§ **Problem details**:
Restating every entry exactly is the whole task.

---+---

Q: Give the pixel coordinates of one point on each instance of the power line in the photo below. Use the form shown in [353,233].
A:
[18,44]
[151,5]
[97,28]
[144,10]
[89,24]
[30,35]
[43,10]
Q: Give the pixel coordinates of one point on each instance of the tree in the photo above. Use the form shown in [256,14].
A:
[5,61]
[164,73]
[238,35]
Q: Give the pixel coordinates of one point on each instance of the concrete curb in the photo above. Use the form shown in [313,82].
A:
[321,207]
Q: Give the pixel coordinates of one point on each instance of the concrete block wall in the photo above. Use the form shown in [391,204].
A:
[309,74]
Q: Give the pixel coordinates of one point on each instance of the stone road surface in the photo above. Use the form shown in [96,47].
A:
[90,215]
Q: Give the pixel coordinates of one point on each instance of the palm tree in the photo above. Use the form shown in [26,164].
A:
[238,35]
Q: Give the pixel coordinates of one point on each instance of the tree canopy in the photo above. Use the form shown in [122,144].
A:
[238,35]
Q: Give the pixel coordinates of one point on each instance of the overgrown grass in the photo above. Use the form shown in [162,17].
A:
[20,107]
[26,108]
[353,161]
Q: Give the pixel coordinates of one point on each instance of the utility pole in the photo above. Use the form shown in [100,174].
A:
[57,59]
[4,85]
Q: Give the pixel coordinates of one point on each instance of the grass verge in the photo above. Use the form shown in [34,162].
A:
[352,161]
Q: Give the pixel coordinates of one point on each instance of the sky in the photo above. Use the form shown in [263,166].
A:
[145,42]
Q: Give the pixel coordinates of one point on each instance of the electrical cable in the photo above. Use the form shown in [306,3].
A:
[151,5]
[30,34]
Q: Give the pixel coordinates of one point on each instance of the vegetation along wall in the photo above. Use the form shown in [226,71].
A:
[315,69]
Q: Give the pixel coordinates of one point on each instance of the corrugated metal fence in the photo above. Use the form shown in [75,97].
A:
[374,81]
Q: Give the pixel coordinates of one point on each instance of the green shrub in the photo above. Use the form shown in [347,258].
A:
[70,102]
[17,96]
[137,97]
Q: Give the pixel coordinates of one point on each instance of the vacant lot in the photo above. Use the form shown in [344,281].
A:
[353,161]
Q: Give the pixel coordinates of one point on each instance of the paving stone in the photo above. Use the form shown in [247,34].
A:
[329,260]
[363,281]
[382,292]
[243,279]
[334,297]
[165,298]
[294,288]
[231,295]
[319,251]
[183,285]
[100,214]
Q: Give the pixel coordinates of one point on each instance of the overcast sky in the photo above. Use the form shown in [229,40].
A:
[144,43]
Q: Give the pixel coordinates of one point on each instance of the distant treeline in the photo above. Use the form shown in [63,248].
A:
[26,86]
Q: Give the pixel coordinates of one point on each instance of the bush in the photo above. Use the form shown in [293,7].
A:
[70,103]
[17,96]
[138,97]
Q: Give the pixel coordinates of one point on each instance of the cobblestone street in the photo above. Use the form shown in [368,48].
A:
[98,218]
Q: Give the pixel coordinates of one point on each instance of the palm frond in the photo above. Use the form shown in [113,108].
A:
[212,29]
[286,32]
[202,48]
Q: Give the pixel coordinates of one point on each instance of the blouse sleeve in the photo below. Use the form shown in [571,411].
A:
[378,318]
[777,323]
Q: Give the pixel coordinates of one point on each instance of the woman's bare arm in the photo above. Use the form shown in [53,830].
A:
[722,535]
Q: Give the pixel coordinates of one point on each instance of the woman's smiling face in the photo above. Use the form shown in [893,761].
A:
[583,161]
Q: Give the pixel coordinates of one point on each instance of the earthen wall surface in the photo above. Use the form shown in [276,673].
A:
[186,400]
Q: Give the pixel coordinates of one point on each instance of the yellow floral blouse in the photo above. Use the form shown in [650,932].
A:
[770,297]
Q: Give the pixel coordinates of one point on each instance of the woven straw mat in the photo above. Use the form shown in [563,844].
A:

---+---

§ **Result**:
Q: Give the pixel coordinates of one point on each instance of the power line in the photo below. Use the form shown in [353,233].
A:
[18,44]
[151,5]
[97,28]
[144,10]
[89,24]
[30,35]
[43,10]
Q: Give the pixel coordinates of one point on each instance of the tree in the photo above. Use the form shown in [256,14].
A:
[5,61]
[164,73]
[238,35]
Q: Give the pixel coordinates of one point on each instance of the concrete curb in the photo above. Use the form shown in [313,82].
A:
[321,207]
Q: Give the pixel coordinates of one point on each instance of the concrete block wall in the photo above. Use the form shown in [391,204].
A:
[309,74]
Q: Give the pixel coordinates of one point on each instance of the stone road surface in the photo above. Use the form shown in [96,47].
A:
[90,215]
Q: Give the pixel coordinates of one point on each instance of the palm tree in the photo above. Use the form shown in [26,164].
A:
[238,35]
Q: Give the pixel coordinates of one point on each instance of the tree canopy in the photo above. Use the form shown in [122,144].
A:
[238,35]
Q: Give the pixel coordinates of one point on each instance of the overgrown grass in the photo above. Use the form shown in [162,17].
A:
[20,107]
[26,108]
[353,161]
Q: Give the pixel coordinates of one point on each instance of the utility pole in the photo above. Use the form shown in [100,174].
A:
[57,59]
[4,85]
Q: Give the pixel coordinates of one point on each instance of the grass verge in the photo above. Use the form shown in [34,162].
A:
[352,161]
Q: Give the pixel coordinates of one point on each instance of the sky in the photo above. Use the form shown in [263,166].
A:
[145,42]
Q: Give the pixel coordinates of one point on each instance of the electrical cable in the photo above. Use the form shown in [306,3].
A:
[151,5]
[30,34]
Q: Give the pixel coordinates of one point on each instance of the vegetation along wall in the photo above. Use the form shown in [226,71].
A:
[315,69]
Q: Give the pixel coordinates of one point on each instance of the corrugated metal fence in the photo above. Use the form shown in [75,97].
A:
[374,81]
Q: Give the pixel coordinates of one point on each instance of the green shrub in the photo above. Use the form shown in [347,258].
A:
[70,102]
[17,96]
[137,97]
Q: Give the pixel coordinates of one point on each instance of the vacant lot in the photo above. Use the form shown in [344,281].
A:
[353,161]
Q: Give the pixel coordinates of one point on each instance of the paving stone in the photo above. Use the form shown in [247,34].
A:
[329,260]
[363,281]
[382,292]
[243,279]
[334,297]
[165,298]
[294,288]
[231,295]
[319,251]
[183,285]
[100,214]
Q: Give the pixel coordinates of one point on each instance of the overcast sky in the photo above. Use the form shown in [229,40].
A:
[144,43]
Q: Give the pixel coordinates of one point on each instance of the distant treeline in the photo above. Use the form shown in [63,248].
A:
[26,86]
Q: Give the pixel coordinates of one point on each instance of the bush in the photo above. Use the form shown in [293,7].
A:
[70,103]
[17,96]
[138,97]
Q: Give the pixel coordinates of one point on each instance of the cobblestone street in the photo above. Use the form shown in [368,48].
A:
[98,218]
Q: Give the pixel coordinates of one point on each instance of the palm frond in the photo above. Use the form shown in [113,108].
A:
[212,29]
[286,32]
[202,48]
Q: Give the pixel coordinates of one point on each instance of the blouse sleeve in the photo below. Use the form shown in [571,411].
A:
[378,318]
[777,323]
Q: Give the pixel coordinates of one point on each instance of the woman's bare arm in the photo above. Use the form shown in [53,830].
A:
[722,535]
Q: Give the pixel coordinates of one point on each instance of the woman's smiling face in the photo above. Use the form shown in [893,761].
A:
[583,161]
Q: Give the pixel coordinates of one point on each instance of the earthen wall surface in the photo above. Use the form shown in [276,673].
A:
[186,400]
Q: Give the pixel coordinates of one point on each instance of the yellow floral blouse in the photo above. Use the form shown in [650,932].
A:
[770,297]
Q: Give the pixel coordinates of one point on each instance of the woven straw mat in the photo above. Use the form shown in [563,844].
A:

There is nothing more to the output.